Given records →
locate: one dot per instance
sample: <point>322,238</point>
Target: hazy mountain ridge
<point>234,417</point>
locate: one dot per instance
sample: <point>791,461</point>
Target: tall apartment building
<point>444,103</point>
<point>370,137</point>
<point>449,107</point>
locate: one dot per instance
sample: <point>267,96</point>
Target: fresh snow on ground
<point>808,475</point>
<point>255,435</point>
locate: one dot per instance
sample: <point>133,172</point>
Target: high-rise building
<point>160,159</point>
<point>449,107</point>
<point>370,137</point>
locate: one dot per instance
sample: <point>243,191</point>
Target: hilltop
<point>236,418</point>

What you should do → Copy out each entry exactly, leaving nothing out.

Answer section →
locate: one dot per instance
sample: <point>322,238</point>
Target: hazy mountain ridge
<point>234,417</point>
locate: one dot per instance
sample: <point>791,461</point>
Target: tall apartment building
<point>444,103</point>
<point>370,137</point>
<point>449,107</point>
locate: one dot per instance
sample: <point>267,96</point>
Target: fresh snow on ground
<point>808,475</point>
<point>255,435</point>
locate: one dot per instance
sample: <point>133,172</point>
Target: high-rise building
<point>160,159</point>
<point>449,107</point>
<point>370,137</point>
locate: one dot per instance
sample: <point>243,191</point>
Target: hilltop
<point>236,418</point>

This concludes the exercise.